• Written problem:
Reproduce the following entries verbatim, line for line.

[Part of a data file]

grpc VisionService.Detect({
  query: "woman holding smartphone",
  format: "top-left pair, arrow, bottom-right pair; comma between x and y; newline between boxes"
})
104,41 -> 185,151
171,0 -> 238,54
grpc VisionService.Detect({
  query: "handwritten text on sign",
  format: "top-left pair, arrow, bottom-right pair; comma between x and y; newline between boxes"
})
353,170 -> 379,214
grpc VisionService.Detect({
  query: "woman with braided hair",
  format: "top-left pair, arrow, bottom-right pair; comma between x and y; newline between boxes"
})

• Solution to the problem:
grpc VisionService.Detect({
  query: "woman holding smartphone",
  format: "top-left pair, arrow, bottom-right pair; comma between x and y; newline between boxes"
})
104,41 -> 185,151
171,0 -> 238,54
grpc VisionService.Detect({
  query: "handwritten text on sign",
  format: "top-left pair, arrow, bottom-right pair; comma between x and y; newline between boxes"
})
353,170 -> 379,214
grpc VisionService.Detect({
  query: "woman with braided hair",
  format: "top-left pair, arrow, bottom-right pair; comma between x and y; newline between boxes"
})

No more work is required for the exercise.